═════ Dokumen Sumber

Mengembalikan Panggilan Jiwa Seorang Guru
Oleh : Siti Fatimah F05108021
Menteri Pendidikan BEM FKIP Universitas Tanjungpura Periode 2011/2012
(Diterbitkan di Buletin Pendidikan (Bulpen) FKIP Untan Edisi Khusus Mei 2012)
Hidup
ini adalah pilihan, begitu kata sang bijak berujar. Memang benar adanya, setiap
hal yang kita lalui dalam perjalanan panjang kehidupan ini, tentu merupakan
sebuah pilihan yang kita ambil dari sekian banyak pilihan yang tersaji di depan
mata. Begitu pula pilihan dalam hal studi serta jenjang karir, yang tak bisa
dipungkiri merupakan sebuah pilihan yang diambil dengan berbagai pertimbangan
matang yang ditinjau dari berbagai aspek, karena pilihan ini akan cukup
menentukan dan memberi warna tersendiri pada kehidupan mendatang.
Begitu
pula dalam memilih melanjutkan studi ke perguruan tinggi. Tentu beraneka
pertimbangan yang menjadi dasar pemikiran seseorang sebelum menetapkan hati
untuk memilih jurusan dan program studi tertentu. Jika kita mencoba menengok
kebelakang sebentar, ke beberapa tahun silam, saat Fakultas Keguruan dan Ilmu
Pendidikan dengan berbagai jurusan dan program studi di dalamnya menjadi satu
diantara Fakultas yang sepi peminat dan menjadi pilihan terakhir seorang calon
mahasiswa. Ya, kurangnya kesejahteraan guru, minimnya penghargaan terhadap profesi
guru yang ditandai dengan rendahnya Upah Minimum Regional (UMR) seorang guru
menjadi beberapa penyebabnya.
Namun
semua hal tersebut berbalik ketika Undang-Undang Guru dan Dosen telah diatur
tersendiri oleh Pemerintah yang menjadikan profesi guru sejajar dengan profesi
lainnya serta kesejahteraan guru semakin meningkat dengan adanya program
sertifikasi guru. Seketika Fakultas Keguruan dan Ilmu Pendidikan menjadi kampus
primadona yang menjadi tujuan utama setiap mahasiswa baru yang akan mendaftar untuk
melanjutkan studi ke perguruan tinggi. Setiap jurusan dan program studi di FKIP
menjadi pilihan favorit sehingga persaingan mendapatkan kursi sebagai mahasiswa
FKIP semakin berat. Setiap calon mahasiswa harus bersaing ketat dengan ratusan
bahkan ribuan calon mahasiswa lainnya
dalam memperebutkan kesempatan menempuh studi di kampus yang akan
menelurkan para pendidik ini.

══════════
═════ Daftar Data

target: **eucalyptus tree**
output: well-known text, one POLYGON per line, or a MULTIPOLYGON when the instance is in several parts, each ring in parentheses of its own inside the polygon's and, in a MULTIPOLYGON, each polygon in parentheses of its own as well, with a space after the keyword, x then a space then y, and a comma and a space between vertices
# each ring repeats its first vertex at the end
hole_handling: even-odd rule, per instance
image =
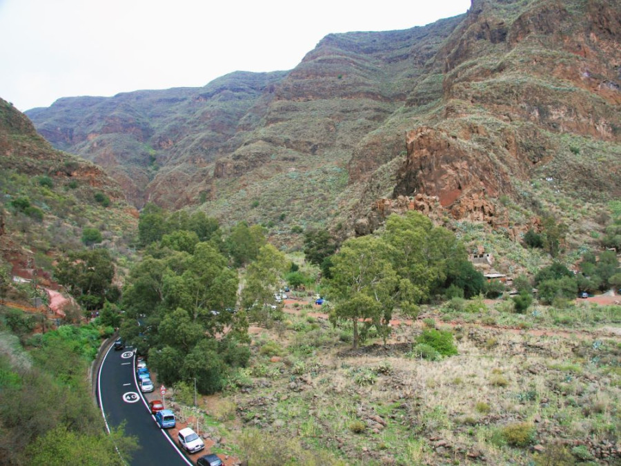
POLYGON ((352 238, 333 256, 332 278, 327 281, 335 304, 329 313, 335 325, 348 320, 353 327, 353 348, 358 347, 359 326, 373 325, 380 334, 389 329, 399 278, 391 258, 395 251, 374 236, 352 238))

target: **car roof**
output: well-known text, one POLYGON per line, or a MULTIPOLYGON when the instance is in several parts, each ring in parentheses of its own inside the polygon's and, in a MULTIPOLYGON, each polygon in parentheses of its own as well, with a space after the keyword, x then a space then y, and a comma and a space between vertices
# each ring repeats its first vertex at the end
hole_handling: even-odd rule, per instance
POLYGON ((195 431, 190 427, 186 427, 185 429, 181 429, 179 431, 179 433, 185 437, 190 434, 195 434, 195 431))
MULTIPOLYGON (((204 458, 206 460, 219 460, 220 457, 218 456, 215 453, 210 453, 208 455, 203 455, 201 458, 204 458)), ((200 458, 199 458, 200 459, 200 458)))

══════════

*Yang Anda Kerjakan*:
a) Tuliskan kembali dengan persis bagian artikel tentang panggilan jiwa guru yang dimulai dari "Mengembalikan Panggilan Jiwa" dan berakhir pada "Khusus Mei 2012)".
b) Sebutkan semua singkatan yang muncul dalam artikel tentang panggilan jiwa guru.
c) Tulislah lanjutan artikel tentang panggilan jiwa guru, mulai setelah kalimat terakhirnya.

*Hasil Tugas*:
a)
Mengembalikan Panggilan Jiwa Seorang Guru
Oleh : Siti Fatimah F05108021
Menteri Pendidikan BEM FKIP Universitas Tanjungpura Periode 2011/2012
(Diterbitkan di Buletin Pendidikan (Bulpen) FKIP Untan Edisi Khusus Mei 2012)

b) BEM, FKIP, Untan, Bulpen, UMR

c)
Para
guru dan calon guru dinegeri ini sejenak bersuka cita dengan adanya
“penghargaan” terhadap profesi guru. Bayangan hidup sejahtera dengan gaji besar
mungkin menjadi satu alasan yang cukup
menyilaukan mata untuk memilih profesi ini. Sehingga tak bisa dipungkiri,
mungkin saja ada segelintir mahasiswa FKIP yang merupakan calon pendidik bangsa
yang memilih profesi ini dengan orientasi materi semata. Harapan setelah kuliah
langsung menjadi guru dengan gaji besar mungkin menjadi alasan yang perlu
diluruskan kembali.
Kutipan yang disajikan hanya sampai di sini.